WHAT TO WORK ON
In the forum thread below about arrests for public intoxication, what else happened to the arrested man besides the arrest, according to a later post?

[BEGIN TEXT SEGMENT]

# Is it right to go inside a bar and arrest someone for public intoxication?



## texasgirl (Mar 27, 2006)

Do you think it's right for the police to go into a bar, decide that someone is drunk and arrest them because they MIGHT get out on the streets? Without asking if they have a designated driver or whatever?
They are being arrested for PUBLIC intoxication. I always believed that a club or a bar, was PRIVATE property and if you go outside, that was public. Am I wrong in thinking that peoples rights are being violated?
Don't get me wrong, driving drunk is a BIG pet peeve, but, if they don't have proof that these people were going to get on the road, that's not right. They arrested a man that came into town, went to a bar across the street from his hotel and arrested him for slurring his words while INSIDE the bar. He had no intention of driving, he didn't even have a car to drive!!! They didn't care either. What do you think?


----------



## pdswife (Mar 27, 2006)

I think that if they arrested him for just slurring his words... it's wrong.
BUT... is there more to the story??


----------



## Constance (Mar 27, 2006)

texasgirl said:
			
		

> Do you think it's right for the police to go into a bar, decide that someone is drunk and arrest them because they MIGHT get out on the streets? Without asking if they have a designated driver or whatever?
> They are being arrested for PUBLIC intoxication. I always believed that a club or a bar, was PRIVATE property and if you go outside, that was public. Am I wrong in thinking that peoples rights are being violated?
> Don't get me wrong, driving drunk is a BIG pet peeve, but, if they don't have proof that these people were going to get on the road, that's not right. They arrested a man that came into town, went to a bar across the street from his hotel and arrested him for slurring his words while INSIDE the bar. He had no intention of driving, he didn't even have a car to drive!!! They didn't care either. What do you think?



I think he should fight it. That's totally wrong...unless the bar manager called the police because he was becoming a nuisance. Is this someone you know?


----------



## texasgirl (Mar 27, 2006)

pds,To his story, no. I will try to find the link.
It's been all over the news all week.
Connie, this isn't anyone I know, he spoke to the news reporters about it. This doesn't show the guy, but, shows you what they are doing.
http://www.nbc5i.com/news/8034788/detail.html


----------



## texasgirl (Mar 27, 2006)

Here it is about the guy. I forgot that he had gotten fired from his job over it too. And it wasn't a bar across the street, it was IN the hotel he was staying in. 
http://www.dallasnews.com/sharedcontent/dws/dn/latestnews/stories/032406dntexbardrinkers.10b9f8a.html


----------



## SizzlininIN (Mar 27, 2006)

I've typed and retyped my response to this over and over and just can't seem to get the words out correctly so all I'm going to say is no I don't believe the officers were right in taking this approach to arresting someone.  However, if a person is legally drunk then by no means should they be allowed behind a wheel.


----------



## texasgirl (Mar 27, 2006)

SizzlininIN said:
			
		

> I've typed and retyped my response to this over and over and just can't seem to get the words out correctly so all I'm going to say is no I don't believe the officers were right in taking this approach to arresting someone. However, if a person is legally drunk then by no means should they be allowed behind a wheel.


 
Oh, I agree with you 100%!!

[END TEXT SEGMENT]
[BEGIN PROVIDED MATERIAL]

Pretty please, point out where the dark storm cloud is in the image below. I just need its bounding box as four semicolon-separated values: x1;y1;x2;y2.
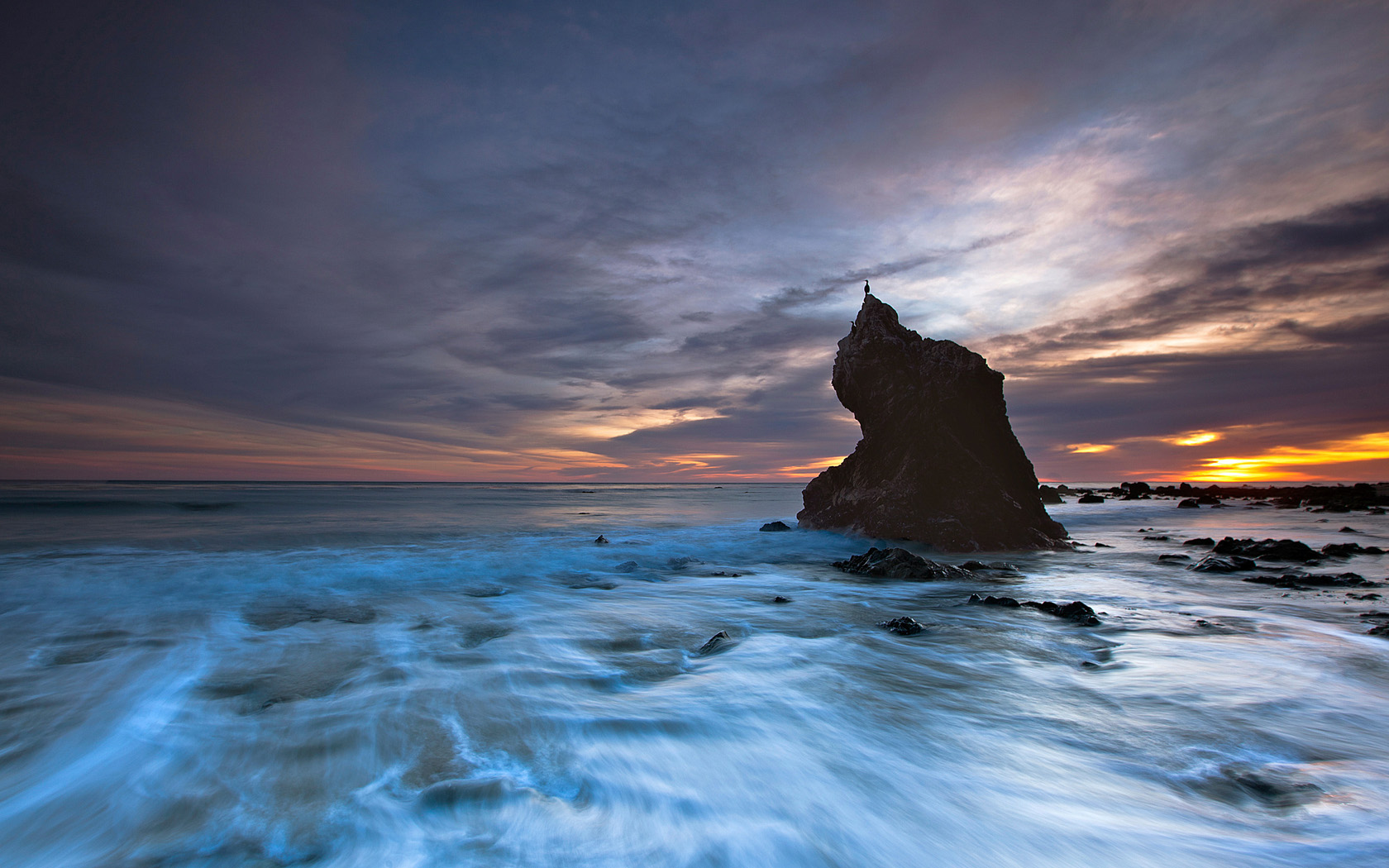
995;196;1389;361
996;198;1389;460
0;2;1387;472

[END PROVIDED MATERIAL]

EXERCISE OUTPUT
He was fired from his job over it.